- **What you should do**
The line containing "of the player's" marks the start; repeat it and every following line exactly through the end of the entries.

Referring expression data:
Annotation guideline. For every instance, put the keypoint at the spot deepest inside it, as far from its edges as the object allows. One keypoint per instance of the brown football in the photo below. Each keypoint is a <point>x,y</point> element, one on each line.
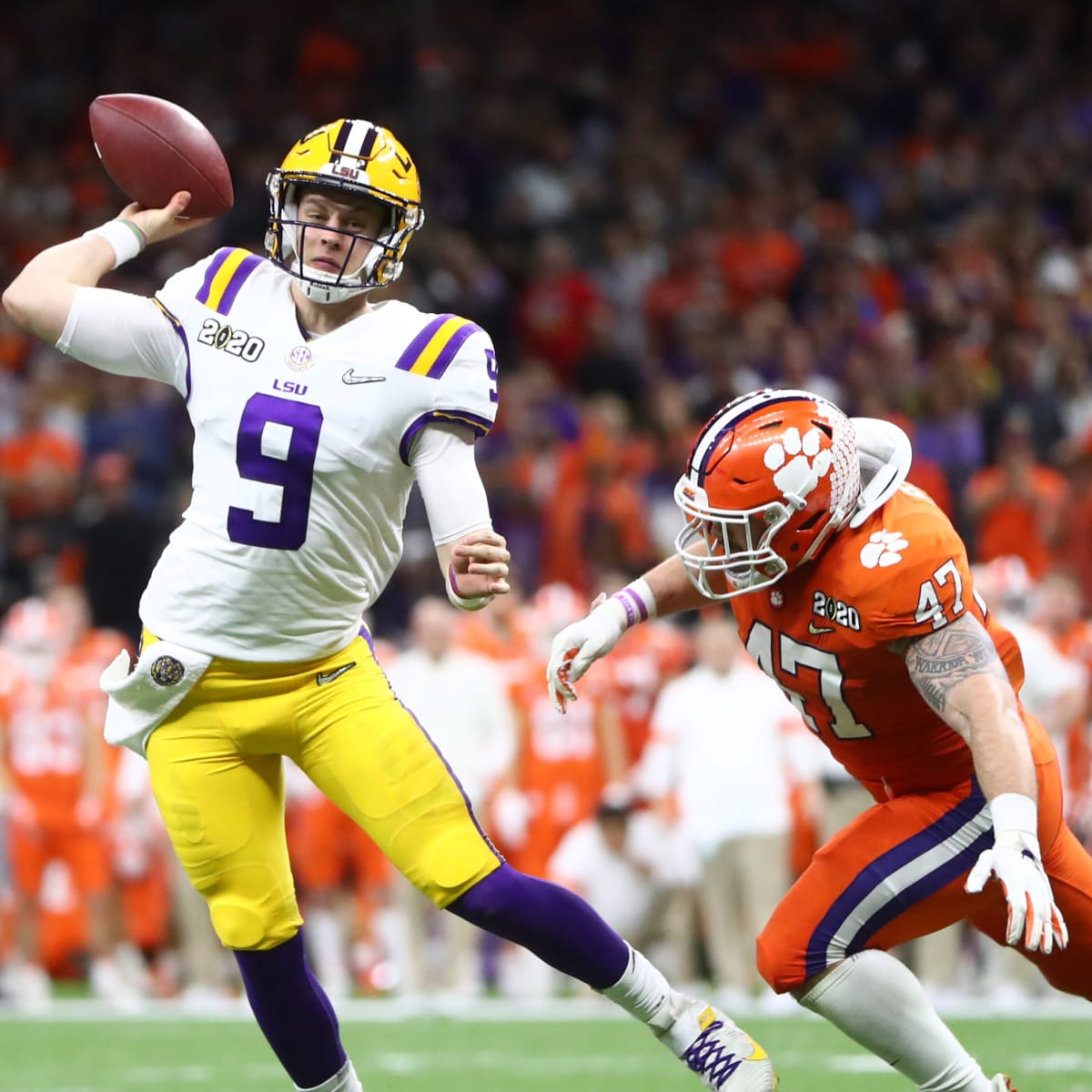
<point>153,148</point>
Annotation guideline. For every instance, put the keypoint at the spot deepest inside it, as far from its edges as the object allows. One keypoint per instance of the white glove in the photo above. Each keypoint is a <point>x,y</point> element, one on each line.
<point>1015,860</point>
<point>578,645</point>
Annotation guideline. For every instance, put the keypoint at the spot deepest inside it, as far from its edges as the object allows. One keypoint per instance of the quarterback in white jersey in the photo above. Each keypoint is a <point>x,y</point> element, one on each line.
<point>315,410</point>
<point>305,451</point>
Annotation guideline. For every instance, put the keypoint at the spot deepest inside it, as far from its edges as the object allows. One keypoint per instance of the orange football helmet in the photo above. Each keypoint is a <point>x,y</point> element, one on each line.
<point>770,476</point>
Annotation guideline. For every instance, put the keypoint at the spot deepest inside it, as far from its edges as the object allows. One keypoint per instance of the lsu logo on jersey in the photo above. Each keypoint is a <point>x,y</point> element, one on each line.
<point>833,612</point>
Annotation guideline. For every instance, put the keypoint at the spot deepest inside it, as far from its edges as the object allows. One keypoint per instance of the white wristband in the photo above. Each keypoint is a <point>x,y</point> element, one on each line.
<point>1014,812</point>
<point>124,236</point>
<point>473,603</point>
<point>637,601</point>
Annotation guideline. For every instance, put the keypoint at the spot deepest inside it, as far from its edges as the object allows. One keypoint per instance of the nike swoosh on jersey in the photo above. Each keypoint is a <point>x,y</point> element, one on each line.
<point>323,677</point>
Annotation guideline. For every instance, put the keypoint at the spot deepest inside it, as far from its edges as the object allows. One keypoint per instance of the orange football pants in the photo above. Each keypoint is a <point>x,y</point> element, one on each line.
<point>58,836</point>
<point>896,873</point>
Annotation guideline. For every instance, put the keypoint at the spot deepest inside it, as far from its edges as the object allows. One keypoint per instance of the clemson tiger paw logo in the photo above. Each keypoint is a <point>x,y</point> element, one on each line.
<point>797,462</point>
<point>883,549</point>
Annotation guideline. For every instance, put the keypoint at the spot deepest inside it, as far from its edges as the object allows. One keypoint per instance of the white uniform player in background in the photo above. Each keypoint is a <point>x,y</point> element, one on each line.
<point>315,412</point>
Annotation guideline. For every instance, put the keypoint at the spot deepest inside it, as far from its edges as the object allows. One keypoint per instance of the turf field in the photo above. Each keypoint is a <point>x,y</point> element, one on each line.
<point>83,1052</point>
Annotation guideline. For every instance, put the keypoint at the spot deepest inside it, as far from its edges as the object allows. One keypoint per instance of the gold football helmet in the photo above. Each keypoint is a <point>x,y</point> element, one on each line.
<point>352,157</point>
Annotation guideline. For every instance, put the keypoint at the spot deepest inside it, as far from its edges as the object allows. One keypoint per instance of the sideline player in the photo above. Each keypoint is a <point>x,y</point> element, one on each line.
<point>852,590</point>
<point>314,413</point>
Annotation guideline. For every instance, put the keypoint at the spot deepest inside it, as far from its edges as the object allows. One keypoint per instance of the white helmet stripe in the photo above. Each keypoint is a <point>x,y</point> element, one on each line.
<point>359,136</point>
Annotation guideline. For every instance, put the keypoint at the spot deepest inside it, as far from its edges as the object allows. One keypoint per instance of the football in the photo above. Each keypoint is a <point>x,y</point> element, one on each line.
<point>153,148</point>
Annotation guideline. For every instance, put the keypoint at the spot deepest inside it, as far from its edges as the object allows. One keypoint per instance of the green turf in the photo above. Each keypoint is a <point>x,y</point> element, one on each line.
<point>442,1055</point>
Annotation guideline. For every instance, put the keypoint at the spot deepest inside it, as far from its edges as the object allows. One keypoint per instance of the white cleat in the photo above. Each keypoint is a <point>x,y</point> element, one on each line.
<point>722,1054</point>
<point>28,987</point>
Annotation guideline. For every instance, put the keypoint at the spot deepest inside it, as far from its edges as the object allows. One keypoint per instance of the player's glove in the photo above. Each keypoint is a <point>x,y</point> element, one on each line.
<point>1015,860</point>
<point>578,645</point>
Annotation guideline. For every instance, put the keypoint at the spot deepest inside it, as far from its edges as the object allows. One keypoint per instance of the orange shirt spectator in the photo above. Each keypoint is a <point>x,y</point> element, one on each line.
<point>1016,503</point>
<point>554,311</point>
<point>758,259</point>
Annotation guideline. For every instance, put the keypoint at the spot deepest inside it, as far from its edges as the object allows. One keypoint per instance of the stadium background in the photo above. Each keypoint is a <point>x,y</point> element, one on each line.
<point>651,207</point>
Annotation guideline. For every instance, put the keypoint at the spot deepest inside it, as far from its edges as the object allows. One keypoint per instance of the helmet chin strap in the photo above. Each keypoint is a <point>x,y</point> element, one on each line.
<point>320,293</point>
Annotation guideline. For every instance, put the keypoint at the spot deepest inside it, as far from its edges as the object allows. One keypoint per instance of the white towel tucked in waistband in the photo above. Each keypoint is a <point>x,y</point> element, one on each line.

- **Task answer**
Annotation guideline. For every instance, put the keypoint at the spot deepest inside it, as far from its edges as the object allows. One keypoint per instance of the player's glove in the photo above. Each keypoint is a <point>x,y</point> element, one on each line.
<point>1015,860</point>
<point>578,645</point>
Annotation guideline. For every instance, put the keypoint at the spot deepest inside it, as far from its edges as the object allows. One keypoint per instance of the orange shirt spectator in the photo above. Each keypoint is a <point>x,y</point> element, one on each line.
<point>1016,503</point>
<point>554,311</point>
<point>758,259</point>
Annotation guideline. For every instance, put the keypoint at the spot deepest inside it, as far from its edges as the object allows. One keypoint per instance of the stadium background in the photo above. Each keypoint is a <point>x,y</point> element, one on each line.
<point>651,207</point>
Annotation guideline. For every instance, put the keypoint at the spot deepest inside it, as far from its edges as the object allows. One keypoint per instance of the helmet chin strap in the photo above. Each keypoint is a <point>x,y</point> element, one on each line.
<point>320,293</point>
Annotation guideline. For every instance, put the keypoint at the spot deepest inside it, as far from its edges as the object allows. One keypoint per instance of the white towel tucked in waistband in the photo above. Each keypoint is a <point>x,y</point> element, one on each line.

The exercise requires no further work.